Central Coast Council of P&Cs (CCCPC) has welcomed the news that NSW is “leading the charge” in implementing “much-needed” changes to NAPLAN.
State Education Minister, Sarah Mitchell, said this week that she was pleased that work was progressing in line with the review initiated by NSW in 2019 and released in 2020.
Mitchell said improvements were gaining momentum, with Education Ministers from around Australia recently agreeing to progress work on several recommendations from the review.
“This will include investigating the feasibility of conducting the test earlier in the year, providing the results to schools within two weeks, and incorporating critical and creative thinking,” Mitchell said.
She said the changes were another positive step forward on the road to creating a fit for purpose national diagnostic test.
“There are fundamental flaws with NAPLAN in its current form,” she said.
“My goal has always been to see a modern and effective national standardised assessment tool that will help students and teachers and raise education standards nationwide.
“NAPLAN was cancelled last year due to COVID, disrupting the data set and presenting an opportunity to make important changes.
“It is essential that Australia has a robust and modern diagnostic test that is fit for purpose and I’m pleased that Education Ministers have agreed to work towards these changes.”
Agreements made include: the writing test will continue to be conducted as a census test; testing of spelling, grammar and punctuation (Conventions of Language) will be separate from writing as part of the annual census based standardised assessment program; The Australian Curriculum, Assessment and Reporting Authority (ACARA) will work with jurisdictions to explore the feasibility of shifting of the test as early as possible in the school year and turn around test results in two weeks; and, the assessments will remain in Years 3, 5, 7 and 9.
The Ministers also agreed in principle to enabling schools to “opt-in” to assessments in the domains of Science Literacy (including critical and creative thinking), Digital Literacy and Civics and Citizenship annually in Year 6 and Year 10, and request that ACARA further develop the proposal for their next meeting.
They also agreed that ACARA should investigate the feasibility of incorporating critical and creative thinking in English and Mathematics into the existing NAPLAN domains, with advice to be provided to the next Education Ministers’ Meeting.
Central Coast Council of P&Cs (CCCPC) President, Sharryn Brownlee, said that it was a “great step forward” to see ACARA looking at holding the test earlier in the year, and ensuring the results are back to schools and parents within a few weeks.
“NAPLAN was originally designed as a national diagnostic test to ensure that no students slipped through the cracks and also to be accountable to tax payers and Federal Treasury for funds,” Brownlee said.
“It is important that it remains relevant and valued by students, staff and families.
“We await the details of the ‘opt-in’ to assessments to see how it is implemented and that no students are disadvantaged.”

- _Available data_:
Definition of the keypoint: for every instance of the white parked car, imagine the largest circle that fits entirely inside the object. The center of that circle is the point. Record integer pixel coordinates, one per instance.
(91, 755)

- _Work request 1_:
Do the following statements agree with the NAPLAN article? Answer yes or no for each, and quote the words from the article that decide it.
(a) The review that NSW started was released in 2019.
(b) The assessments will stay in Years 3, 5, 7 and 9.
(c) Schools may opt in to Digital Literacy assessments in Year 8.
- _Work request 2_:
Print the part of the NAPLAN article that opens with the words containing "Agreements made include: the" and closes with "5, 7 and 9.".
You won't need the data for this.

- _Task output 1_:
(a) No: "initiated by NSW in 2019 and released in 2020"
(b) Yes: "the assessments will remain in Years 3, 5, 7 and 9"
(c) No: "annually in Year 6 and Year 10"

- _Task output 2_:
Agreements made include: the writing test will continue to be conducted as a census test; testing of spelling, grammar and punctuation (Conventions of Language) will be separate from writing as part of the annual census based standardised assessment program; The Australian Curriculum, Assessment and Reporting Authority (ACARA) will work with jurisdictions to explore the feasibility of shifting of the test as early as possible in the school year and turn around test results in two weeks; and, the assessments will remain in Years 3, 5, 7 and 9.